Während der Corona-Krise hat Schweden einen Sonderweg bestritten – um musste herbe Kritik einstecken. Relativ gesehen hat COVID-19 das Land härter getroffen als Deutschland und die erhoffte “Herdenimmunität” ist nicht eingetreten. Aber auch in anderer Hinsicht ist das größte Land Skandinaviens ein Sonderfall, wobei vieles ebenso für die Nachbarn Dänemark und Norwegen zutrifft.
Jantelagen – das Gesetz von Jante
Dies ist das Gesetz von Jante, einer fiktiven Stadt in Dänemark:
Du sollst nicht glauben, dass du etwas Besonderes bist.
Du sollst nicht glauben, dass du uns ebenbürtig bist.
Du sollst nicht glauben, dass du klüger bist als wir.
Du sollst dir nicht einbilden, dass du besser bist als wir.
Du sollst nicht glauben, dass du mehr weißt als wir.
Du sollst nicht glauben, dass du mehr wert bist als wir.
Du sollst nicht glauben, dass du zu etwas taugst.
Du sollst nicht über uns lachen.
Du sollst nicht glauben, dass sich irgendjemand um dich kümmert.
Du sollst nicht glauben, dass du uns etwas beibringen kannst.
Diese eigentlich sarkastischen “Gebote”, die der Schriftsteller Axel Sandemose 1933 in seinem Roman “Ein Flüchtling kreuzt seine Spur” formuliert hat. Ungeachtet der ursprünglichen Intention, entwickelte sich dieses “Gesetz” zum Verhaltenskodex der skandinavische Länder.
Es geht nicht um den Einzelnen
Wichtig ist hierbei das Kollektiv. Das Jantelag propagiert Bescheidenheit und die Einfügung des Einzelnen in die Gesellschaft. Wer herausragt, macht sich “an der Gesellschaft strafbar”. Natürlich wanderte niemand dafür ins Gefängnis, aber die sozialen Konsequenzen waren auch eine Art Strafe. Zusätzlich sorgte der Protestantismus dafür, dass das Jantelag auf fruchtbaren Boden fiel: Bescheidenheit und Kollektiv sind auch im protestantischen Glauben verankert.
Hierarchien
Auf dieser Basis ist leicht zu verstehen, dass Schweden viel flachere Hierarchien hat als Deutschland und auch der Umgang zwischen Hierarchiestufen ein ganz anderer ist. Hierauf gilt es in einem interkulturellen Training und Coaching Schweden besonders einzugehen, den gerade dies bietet den Keim für große Konflikte.
Das “Volksheim”
Konsequenterweise errichteten die Schweden, wie auch Dänemark und Norwegen, einen Sozialstaat (“Volksheim”), der sich um alle möglichen Aspekte des Lebens kümmerte. Einerseits sollte dies dem Einzelnen Sicherheit verschaffen, andererseits war der Preis dafür hoch: Die Steuerlast für den Einzelnen war exorbitant, in der Spitze über 100%!!!

__________________________________________________

Führen Sie den Text über Schweden und das Gesetz von Jante im Anschluss an seinen letzten Satz weiter. Das Material spielt hierbei keine Rolle.

Erfasste Daten:
__________________________________________________

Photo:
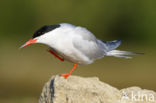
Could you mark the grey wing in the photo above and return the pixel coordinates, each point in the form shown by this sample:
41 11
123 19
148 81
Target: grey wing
89 48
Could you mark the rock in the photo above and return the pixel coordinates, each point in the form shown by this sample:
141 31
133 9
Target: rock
90 90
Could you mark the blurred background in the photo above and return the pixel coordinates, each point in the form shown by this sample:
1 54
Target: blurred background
24 72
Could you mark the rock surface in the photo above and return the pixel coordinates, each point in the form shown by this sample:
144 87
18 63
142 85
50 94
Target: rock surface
90 90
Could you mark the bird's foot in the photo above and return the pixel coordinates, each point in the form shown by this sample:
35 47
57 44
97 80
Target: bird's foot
65 75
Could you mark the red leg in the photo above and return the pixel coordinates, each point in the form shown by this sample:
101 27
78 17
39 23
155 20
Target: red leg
66 75
55 55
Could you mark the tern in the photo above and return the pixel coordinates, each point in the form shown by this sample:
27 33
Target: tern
75 44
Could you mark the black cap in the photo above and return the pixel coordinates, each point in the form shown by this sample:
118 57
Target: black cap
45 29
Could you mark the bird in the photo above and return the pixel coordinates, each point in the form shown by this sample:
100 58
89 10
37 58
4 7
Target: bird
75 44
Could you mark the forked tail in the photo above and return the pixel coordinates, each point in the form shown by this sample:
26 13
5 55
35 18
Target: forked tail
122 54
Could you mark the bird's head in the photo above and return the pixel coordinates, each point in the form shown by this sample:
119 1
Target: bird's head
42 35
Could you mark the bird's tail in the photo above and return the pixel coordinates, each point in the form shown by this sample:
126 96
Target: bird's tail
122 54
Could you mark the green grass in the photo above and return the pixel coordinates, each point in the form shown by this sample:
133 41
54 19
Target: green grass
24 72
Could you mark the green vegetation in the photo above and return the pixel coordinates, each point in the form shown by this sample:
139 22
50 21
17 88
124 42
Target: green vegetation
23 73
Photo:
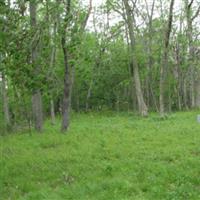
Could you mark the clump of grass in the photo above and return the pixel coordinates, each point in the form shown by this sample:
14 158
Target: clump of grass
114 156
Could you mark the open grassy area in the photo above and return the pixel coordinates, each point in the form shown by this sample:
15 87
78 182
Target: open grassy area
105 157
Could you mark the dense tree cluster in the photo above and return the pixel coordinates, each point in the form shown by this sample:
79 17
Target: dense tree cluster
126 55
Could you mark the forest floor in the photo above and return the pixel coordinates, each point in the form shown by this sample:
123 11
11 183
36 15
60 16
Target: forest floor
106 156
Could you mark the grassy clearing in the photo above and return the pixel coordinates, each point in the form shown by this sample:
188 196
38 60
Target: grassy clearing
105 157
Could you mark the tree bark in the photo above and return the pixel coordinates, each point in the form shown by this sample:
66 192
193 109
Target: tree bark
140 99
5 102
164 65
67 82
37 97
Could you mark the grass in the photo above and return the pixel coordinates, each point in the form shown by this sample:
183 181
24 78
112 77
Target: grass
105 157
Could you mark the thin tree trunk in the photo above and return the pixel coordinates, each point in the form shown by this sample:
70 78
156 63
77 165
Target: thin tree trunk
163 68
5 102
140 99
66 92
37 97
37 110
53 119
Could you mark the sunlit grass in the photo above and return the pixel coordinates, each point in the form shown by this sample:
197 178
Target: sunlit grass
105 156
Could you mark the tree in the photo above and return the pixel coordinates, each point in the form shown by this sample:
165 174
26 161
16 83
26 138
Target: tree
163 68
140 99
36 97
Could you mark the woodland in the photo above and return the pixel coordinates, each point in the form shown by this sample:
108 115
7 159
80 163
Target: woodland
99 99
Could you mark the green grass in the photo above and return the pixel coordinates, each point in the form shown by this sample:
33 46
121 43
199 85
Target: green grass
105 157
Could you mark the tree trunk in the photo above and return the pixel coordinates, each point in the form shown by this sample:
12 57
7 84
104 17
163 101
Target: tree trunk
53 119
197 89
5 103
66 92
37 97
140 99
37 110
164 65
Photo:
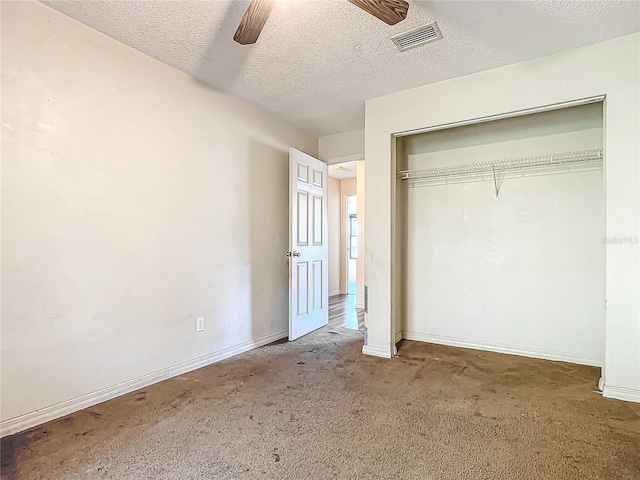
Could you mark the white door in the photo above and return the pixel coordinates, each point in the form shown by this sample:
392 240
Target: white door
308 249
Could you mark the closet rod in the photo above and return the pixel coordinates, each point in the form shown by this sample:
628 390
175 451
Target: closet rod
521 166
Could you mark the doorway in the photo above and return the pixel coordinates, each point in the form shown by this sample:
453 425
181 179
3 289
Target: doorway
344 233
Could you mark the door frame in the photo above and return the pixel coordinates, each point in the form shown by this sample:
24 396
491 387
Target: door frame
395 322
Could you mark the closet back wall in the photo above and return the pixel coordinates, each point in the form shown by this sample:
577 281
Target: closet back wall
524 274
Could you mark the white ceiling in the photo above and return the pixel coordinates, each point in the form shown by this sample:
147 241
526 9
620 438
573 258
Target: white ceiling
316 61
343 170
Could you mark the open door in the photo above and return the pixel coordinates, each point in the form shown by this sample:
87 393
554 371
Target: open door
308 244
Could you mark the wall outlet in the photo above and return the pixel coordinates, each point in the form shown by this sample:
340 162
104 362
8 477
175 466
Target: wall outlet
199 324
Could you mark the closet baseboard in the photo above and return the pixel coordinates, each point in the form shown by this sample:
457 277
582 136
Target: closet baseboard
508 349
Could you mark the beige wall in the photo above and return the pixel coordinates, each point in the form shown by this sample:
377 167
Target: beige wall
333 207
610 68
134 200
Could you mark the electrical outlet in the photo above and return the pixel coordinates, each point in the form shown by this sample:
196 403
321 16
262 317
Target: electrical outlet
199 324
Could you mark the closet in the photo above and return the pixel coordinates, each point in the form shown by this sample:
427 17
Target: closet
499 236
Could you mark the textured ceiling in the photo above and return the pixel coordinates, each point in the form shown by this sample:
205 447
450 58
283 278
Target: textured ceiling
318 60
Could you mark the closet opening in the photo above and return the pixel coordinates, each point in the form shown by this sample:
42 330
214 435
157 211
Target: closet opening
499 235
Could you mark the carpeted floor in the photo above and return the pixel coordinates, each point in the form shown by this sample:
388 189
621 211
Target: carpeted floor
318 409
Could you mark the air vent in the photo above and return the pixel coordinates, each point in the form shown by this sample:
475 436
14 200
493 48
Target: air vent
417 36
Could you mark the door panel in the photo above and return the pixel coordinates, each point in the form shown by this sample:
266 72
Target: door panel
308 249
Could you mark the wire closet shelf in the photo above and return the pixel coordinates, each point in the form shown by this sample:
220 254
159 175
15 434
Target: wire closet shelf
553 163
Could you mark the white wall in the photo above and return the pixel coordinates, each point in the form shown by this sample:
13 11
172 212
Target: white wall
134 200
341 147
524 274
610 68
360 192
335 234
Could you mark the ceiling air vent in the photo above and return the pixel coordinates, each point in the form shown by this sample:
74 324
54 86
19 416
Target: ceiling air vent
417 36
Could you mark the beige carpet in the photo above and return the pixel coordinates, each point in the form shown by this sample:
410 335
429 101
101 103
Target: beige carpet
318 409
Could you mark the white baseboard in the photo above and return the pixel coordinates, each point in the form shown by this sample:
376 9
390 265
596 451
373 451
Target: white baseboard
376 351
621 393
509 349
46 414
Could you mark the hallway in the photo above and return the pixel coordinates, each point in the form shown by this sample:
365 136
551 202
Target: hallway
343 312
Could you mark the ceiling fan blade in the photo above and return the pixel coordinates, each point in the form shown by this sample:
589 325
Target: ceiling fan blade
389 11
253 20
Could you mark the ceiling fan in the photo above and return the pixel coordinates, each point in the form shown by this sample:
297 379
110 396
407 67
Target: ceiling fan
389 11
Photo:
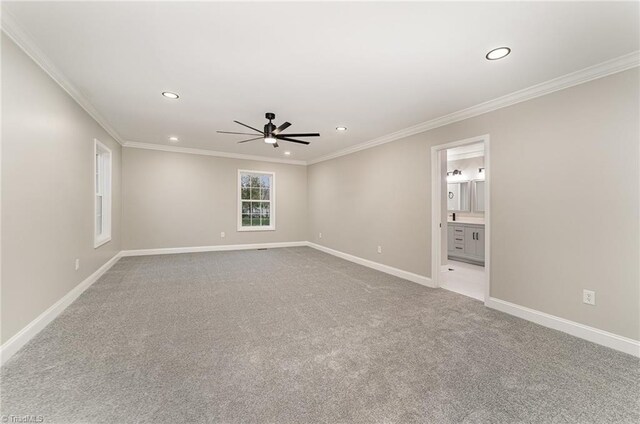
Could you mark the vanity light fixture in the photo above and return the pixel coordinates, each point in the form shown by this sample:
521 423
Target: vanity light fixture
498 53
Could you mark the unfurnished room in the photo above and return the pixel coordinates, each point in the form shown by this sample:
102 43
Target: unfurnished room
320 212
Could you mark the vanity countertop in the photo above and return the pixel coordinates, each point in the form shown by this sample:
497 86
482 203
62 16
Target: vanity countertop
475 221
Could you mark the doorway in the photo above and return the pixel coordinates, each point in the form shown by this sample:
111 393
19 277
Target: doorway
460 254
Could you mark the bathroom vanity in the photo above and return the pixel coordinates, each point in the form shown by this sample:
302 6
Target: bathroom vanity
465 242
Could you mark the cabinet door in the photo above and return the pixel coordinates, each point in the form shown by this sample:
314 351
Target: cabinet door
469 241
480 243
450 238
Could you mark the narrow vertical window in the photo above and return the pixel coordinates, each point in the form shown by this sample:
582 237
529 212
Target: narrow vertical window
256 201
102 175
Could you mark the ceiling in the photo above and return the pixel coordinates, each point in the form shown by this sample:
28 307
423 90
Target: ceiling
375 68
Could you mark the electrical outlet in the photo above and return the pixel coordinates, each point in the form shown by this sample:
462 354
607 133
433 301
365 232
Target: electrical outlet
589 297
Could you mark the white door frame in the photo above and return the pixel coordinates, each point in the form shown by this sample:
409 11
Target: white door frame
436 218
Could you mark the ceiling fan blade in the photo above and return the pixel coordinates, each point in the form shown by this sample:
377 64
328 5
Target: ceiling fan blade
302 135
292 140
251 139
281 128
245 125
231 132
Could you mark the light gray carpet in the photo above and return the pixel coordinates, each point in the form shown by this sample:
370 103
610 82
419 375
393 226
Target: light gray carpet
295 335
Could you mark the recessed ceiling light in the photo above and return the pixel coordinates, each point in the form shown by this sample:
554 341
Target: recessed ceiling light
498 53
170 95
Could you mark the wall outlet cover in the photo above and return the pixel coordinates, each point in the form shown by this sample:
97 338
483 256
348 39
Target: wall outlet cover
589 297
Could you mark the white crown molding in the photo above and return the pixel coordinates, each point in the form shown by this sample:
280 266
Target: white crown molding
26 43
619 64
400 273
603 69
205 152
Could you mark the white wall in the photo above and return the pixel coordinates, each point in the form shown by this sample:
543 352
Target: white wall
47 192
564 200
185 200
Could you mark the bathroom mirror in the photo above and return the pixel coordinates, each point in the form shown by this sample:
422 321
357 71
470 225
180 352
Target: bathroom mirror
458 196
478 198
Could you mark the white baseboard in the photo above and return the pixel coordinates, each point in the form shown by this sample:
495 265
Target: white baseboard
224 247
420 279
604 338
11 346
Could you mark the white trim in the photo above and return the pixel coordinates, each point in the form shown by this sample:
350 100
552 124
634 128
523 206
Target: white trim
105 237
223 247
601 337
436 215
26 43
272 202
205 152
11 346
619 64
600 70
420 279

__________________________________________________

Lösung:
Transparenz auf die Spitze getrieben
Es ist schon erstaunlich. Jeder Schwede ist numeriert. Sobald er auf der Welt ist, bekommt er eine Geburtsnummer, die ihn sein ganzes Leben lang begleitet. Weiterhin haben die Schweden Erstaunliches im elektronischen Zeitalter geleistet. Anhand der Geburtsnummer kann man zum Beispiel jeder nachsehen, was sein Nachbar verdient. Man kann auch nachsehen, ob in der Nachbarschaft nicht z.B. eine Sexualstraftäter wohnt, der seine Strafe freilich abgesessen hat. Deutsche Datenschützer würden auf der Stelle auf die Barrikaden gehen!
Die Wirtschaft – ein Beispiel für Erfolg
Wie kommt es dann, das sein so relative kleines Land, das nach dem 2. Weltkrieg gerade mal ca. 7 Millionen Einwohner hatte, große Weltkonzerne wie beispeilsweise IKEA, Ericsson, Volvo oder Husqvarna hervorbringen konnte. Nun, was die Steuern angeht, waren die Schweden nicht ganz so blauäugig. Sind die persönlichen Steuern auch hoch, für Unternehmen sind sie vorteilhaft niedrig. Und natürlich gibt e simmer Leute, die durch Ideen, Tatkraft und Mut herausstehen. In Schweden müssen sie sich eben nur nicht so auffällig verhalten.
Interkulturelles Training Schweden – eine Notwendigkeit
Wie man sieht, herrscht in Schweden ein anderer Verhaltenskodex, als in Deutschland. Daher ist man gut beraten, sich im Vorfeld zu informieren, wenn es um Verhandlungen oder auch Entsendungen geht. Keinesfalls sollte man die Unterschiede unterschätzen, nur weil es angenommene Ähnlichkeiten zwischen Deutschen und Schweden gibt. Das kann leicht ins Auge gehen, wie viele Beispiele aus unserer Praxis belegen. Den schwedischen kulturellen Sonderweg kennen – das ist der Schlüssel zum Erfolg im hohen Norden.